* [RECORDS SUPPLIED]

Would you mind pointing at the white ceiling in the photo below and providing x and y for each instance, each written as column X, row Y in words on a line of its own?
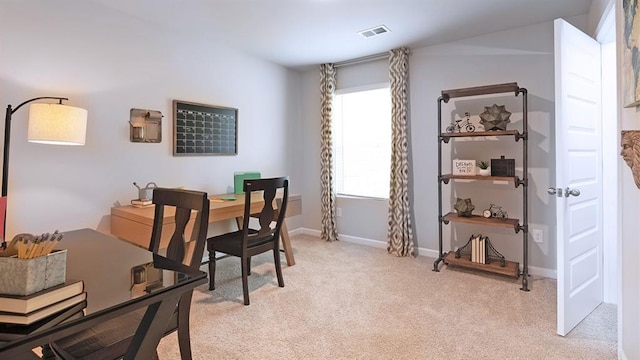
column 301, row 33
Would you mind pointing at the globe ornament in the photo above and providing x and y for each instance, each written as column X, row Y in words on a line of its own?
column 495, row 118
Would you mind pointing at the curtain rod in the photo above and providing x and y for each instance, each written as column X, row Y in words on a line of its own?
column 359, row 60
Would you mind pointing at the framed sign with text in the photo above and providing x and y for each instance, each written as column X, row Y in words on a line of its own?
column 463, row 167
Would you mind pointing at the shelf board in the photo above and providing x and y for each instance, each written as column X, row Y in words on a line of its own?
column 448, row 177
column 510, row 269
column 481, row 90
column 515, row 133
column 481, row 220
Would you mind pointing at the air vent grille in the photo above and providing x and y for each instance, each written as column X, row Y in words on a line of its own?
column 378, row 30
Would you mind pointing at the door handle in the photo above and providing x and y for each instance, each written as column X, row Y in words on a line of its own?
column 571, row 192
column 555, row 191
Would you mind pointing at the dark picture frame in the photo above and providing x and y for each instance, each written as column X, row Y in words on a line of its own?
column 201, row 129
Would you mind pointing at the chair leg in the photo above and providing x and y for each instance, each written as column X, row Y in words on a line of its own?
column 184, row 337
column 276, row 260
column 212, row 270
column 245, row 280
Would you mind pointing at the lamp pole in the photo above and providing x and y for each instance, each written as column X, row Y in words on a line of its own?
column 5, row 161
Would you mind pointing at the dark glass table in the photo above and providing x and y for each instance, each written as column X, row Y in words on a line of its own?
column 109, row 268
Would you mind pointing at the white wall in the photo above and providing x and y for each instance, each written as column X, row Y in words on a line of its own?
column 629, row 269
column 108, row 63
column 524, row 55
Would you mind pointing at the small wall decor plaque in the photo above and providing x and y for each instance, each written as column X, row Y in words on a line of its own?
column 145, row 126
column 464, row 167
column 200, row 129
column 630, row 143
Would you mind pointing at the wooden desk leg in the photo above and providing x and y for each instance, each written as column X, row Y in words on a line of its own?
column 286, row 244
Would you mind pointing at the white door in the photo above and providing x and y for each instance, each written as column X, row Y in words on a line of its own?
column 578, row 175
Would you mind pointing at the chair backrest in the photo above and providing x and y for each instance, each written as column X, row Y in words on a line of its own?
column 184, row 201
column 269, row 188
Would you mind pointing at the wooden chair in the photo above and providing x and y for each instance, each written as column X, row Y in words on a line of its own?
column 247, row 241
column 110, row 340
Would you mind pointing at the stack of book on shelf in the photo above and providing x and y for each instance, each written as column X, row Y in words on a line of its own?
column 479, row 249
column 23, row 314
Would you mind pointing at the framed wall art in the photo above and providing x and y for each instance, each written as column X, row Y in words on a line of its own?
column 200, row 129
column 631, row 56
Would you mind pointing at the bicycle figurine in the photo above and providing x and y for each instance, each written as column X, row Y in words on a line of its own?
column 495, row 211
column 458, row 125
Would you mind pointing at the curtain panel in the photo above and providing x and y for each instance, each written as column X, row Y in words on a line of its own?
column 399, row 230
column 328, row 231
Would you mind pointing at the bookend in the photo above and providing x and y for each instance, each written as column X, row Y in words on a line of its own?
column 491, row 254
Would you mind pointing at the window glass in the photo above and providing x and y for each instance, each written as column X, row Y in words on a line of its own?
column 362, row 141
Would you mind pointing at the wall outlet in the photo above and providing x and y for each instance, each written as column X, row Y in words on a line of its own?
column 537, row 235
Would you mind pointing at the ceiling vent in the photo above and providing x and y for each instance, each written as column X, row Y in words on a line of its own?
column 378, row 30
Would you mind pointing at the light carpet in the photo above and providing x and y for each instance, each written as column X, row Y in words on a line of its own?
column 348, row 301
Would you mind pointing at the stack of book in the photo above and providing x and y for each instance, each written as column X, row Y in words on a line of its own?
column 141, row 203
column 479, row 249
column 21, row 314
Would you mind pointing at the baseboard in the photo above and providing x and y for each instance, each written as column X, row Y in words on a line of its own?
column 533, row 270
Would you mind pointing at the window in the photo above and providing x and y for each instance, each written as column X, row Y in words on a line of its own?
column 362, row 141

* [WHAT THIS TASK INVOLVES] Reproduce the listing above word for word, leaving out the picture.

* [ANSWER TO THE PROBLEM]
Would you mind pointing at the white ceiling in the photo below and providing x and y for each instance, each written as column X, row Y in words on a line of its own?
column 301, row 33
Would you mind pointing at the globe ornament in the photo above and providing x and y for each instance, each written as column X, row Y in words on a line of its own?
column 495, row 118
Would you mind pointing at the curtain rod in the photo above and providing x and y for each instance, each written as column X, row Y in words on a line of its own?
column 359, row 60
Would you mind pointing at the framed sign with text in the photo above and providing x and y for each instance, each written as column X, row Y in words on a line of its own?
column 463, row 167
Would you mind pointing at the shelf board in the photo above and providing x and y for each instance, each written as column X, row Y in words on a line of its own?
column 448, row 177
column 510, row 269
column 481, row 90
column 515, row 133
column 481, row 220
Would you mind pointing at the air vent grille in the photo above and providing x and y for each instance, each written as column X, row Y in words on a line of its own?
column 378, row 30
Would you mind pointing at the door handle in the photo above and providing x and y for each instance, each written as column X, row Y in words on a line of its own?
column 571, row 192
column 555, row 191
Would you mind pointing at the dark picture frame in the photo above and providing x and y for each instance, each written as column X, row Y in words on a line of its own?
column 201, row 129
Would you mind pointing at the chair leg in the photo above and providing x and y for each instance, each written as column X, row Y in words on a line of its own?
column 184, row 337
column 276, row 260
column 212, row 270
column 245, row 280
Would you mind pointing at the lamp pole in the photo above and providing x and y for each instance, each written as column X, row Y in words on a line of its own?
column 5, row 161
Would you mind pointing at the dark glass table in the photo above and providing x and y for each instance, each written as column X, row Y in words on a line of its own?
column 109, row 268
Would you mind pointing at the white wall in the photo above and providing x and y for each instance, each written as column X, row Y in words on a line of its own?
column 629, row 269
column 108, row 63
column 524, row 55
Would you mind pointing at the small wall decor plaque in the photo above and providing x and y for each instance, each written as column X, row Y in words on a line of its own?
column 145, row 126
column 464, row 167
column 200, row 129
column 630, row 143
Would you mind pointing at the wooden desk leg in the photo above and providing x and y for each instance, each written as column X, row Y in words on a line of its own?
column 286, row 244
Would you mind pointing at the white door in the photo above and providing x and y for each instance, each written as column X, row Y in words on a line of its own?
column 578, row 175
Would you mind pointing at the chair backrest in the photo above and providing x and y for each instance, each written as column X, row Y in words on a line of its own?
column 184, row 201
column 269, row 188
Would you mind pointing at the wooden chair in the photo above and providing x and y for each instance, each written as column X, row Y in words on a line of its own?
column 247, row 241
column 110, row 340
Would you mind pointing at the stack of book on shelf in the photo above and providing x and y for each instance, each written as column X, row Y in words on a line of its own?
column 479, row 249
column 23, row 314
Would you mind pointing at the framed wall art in the photo above and providing x and y for each instance, each written as column X, row Y in words on a line of its own?
column 200, row 129
column 631, row 56
Would you mind pointing at the bicycle figurine in the photo above and providing x and y for each instance, each written as column X, row Y in words on a line of its own?
column 495, row 211
column 458, row 125
Would you mind pointing at the curtain panel in the photo above and providing x and y for each instance, each written as column X, row Y in words on a line of its own?
column 399, row 230
column 328, row 231
Would you mind pointing at the bookend in the photo above and providing x and y for each instance, each written as column X, row Y in words on a line of its own?
column 491, row 254
Would you mind pointing at the window glass in the photo above and providing x and y for each instance, each written as column X, row Y in words on a line of its own?
column 362, row 141
Would you mind pointing at the wall outlet in the photo above and providing x and y for each instance, each written as column X, row Y in words on a line of its own?
column 537, row 235
Would you mind pointing at the ceiling vent in the photo above and providing x and y for each instance, each written as column X, row Y in words on a line of its own?
column 378, row 30
Would you mind pointing at the light carpet in the photo above and providing x and y for each instance, each written as column X, row Y in words on a line of its own?
column 348, row 301
Would you mind pointing at the stack of book in the photo above and providing x and y for each instance, each written as column X, row Y in words on a line of its own?
column 141, row 203
column 479, row 249
column 21, row 314
Would you mind pointing at the baseboard in the photo above and providing x and y for each instance, each written as column X, row Y in words on a line of its own?
column 533, row 270
Would you mind pointing at the window in the photo above and providing x and y for each instance, each written as column X, row Y in words on a line of its own?
column 362, row 141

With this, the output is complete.